━━━━━ Testo da leggere

Il Sismografo

C come Comunità (del silenzio)

C’è una dimensione dell’umano, oltre a quella della parola scritta e pronunciata, che il sociologo francese Michel Maffesoli chiama la Legge del silenzio. L’espressione è formidabile, rende l’idea di una discrezione che avvolge le cose, avida di un silenzio che si impone con la forza della legge contro la blasfemia delle parole urlate e violente, false e vuote, insensate e fuorvianti.

Scrive Maffesoli:
Come naturale conseguenza del disincanto, la parola scatenata è divenuta oscena: tutto deve essere in primo piano sulla scena, niente può essere nascosto o tenuto segreto.

In quella S di silenzio c’è una voce inarticolata che invita al tacere, alla sospensione di un dire che appare inopportuno, intrusivo, infecondo. Una possibile comunità della gioia germina dal silenzio, dalla pausa tra le parole, dal loro accoglimento nel grembo dell’anima perché partoriscano con dolcissimo dolore. La parola deve disarticolare, inquietare, ferire; per essere generativa, trasformativa, comunitaria, deve orientarci, scompaginando la voce urlata o uniforme, a un modo d’essere diverso, a una modifica profonda del gesto con cui ci annunciamo agli altri. Ma la parola che ferisce per modificare lo stato di cose esistenti orientandolo al bene, necessita del silenzio come il figlio necessita del grembo della madre.

━━━━━━━━━━
━━━━━ Materiale fornito

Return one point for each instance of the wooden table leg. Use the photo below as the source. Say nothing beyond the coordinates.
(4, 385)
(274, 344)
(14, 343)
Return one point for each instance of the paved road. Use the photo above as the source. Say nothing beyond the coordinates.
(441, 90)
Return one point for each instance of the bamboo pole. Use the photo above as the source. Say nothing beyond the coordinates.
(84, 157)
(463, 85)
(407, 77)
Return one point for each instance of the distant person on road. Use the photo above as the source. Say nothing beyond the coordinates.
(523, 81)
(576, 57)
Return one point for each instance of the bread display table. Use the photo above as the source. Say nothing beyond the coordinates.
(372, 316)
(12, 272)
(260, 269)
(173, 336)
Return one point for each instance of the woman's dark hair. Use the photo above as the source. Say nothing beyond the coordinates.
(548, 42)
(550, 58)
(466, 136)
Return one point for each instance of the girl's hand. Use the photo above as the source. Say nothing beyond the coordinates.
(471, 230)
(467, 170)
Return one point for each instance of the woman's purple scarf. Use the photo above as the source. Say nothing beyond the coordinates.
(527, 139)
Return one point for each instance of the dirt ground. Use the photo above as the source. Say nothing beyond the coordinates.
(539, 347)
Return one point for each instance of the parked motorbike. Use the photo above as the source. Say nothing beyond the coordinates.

━━━━━━━━━━

▸ Attività da svolgere:
- 1) Riassuma in due frasi il testo sulla comunità del silenzio.
- 2) Prosegua il testo sulla comunità del silenzio dopo l'ultima frase riportata.

▸ Esiti delle attività:
- 1) Richiamando la Legge del silenzio del sociologo francese Michel Maffesoli, il testo oppone il silenzio alle parole urlate, false e vuote, una parola che per Maffesoli, come conseguenza del disincanto, è divenuta oscena perché tutto deve stare in primo piano. Una possibile comunità della gioia germina dal silenzio e dalla pausa tra le parole, e la parola che ferisce per orientare al bene ha bisogno del silenzio come il figlio ha bisogno del grembo della madre.

- 2)
Il silenzio è luogo privilegiato della pietas, di colui che amandosi, ama l’altro della sua stessa forma d’amore: custodia di un talento fragile, che invita a custodire altri talenti fragili. Sovente la parola che seziona, taglia, incide, analizza, scarta, divide, non trova il tempo per discernere, per appartarsi, farsi discreta, allora necessità del silenzio, la sospensione che accende di una luce nuova e impensata un certo volto, un certo progetto lavorativo o di vita.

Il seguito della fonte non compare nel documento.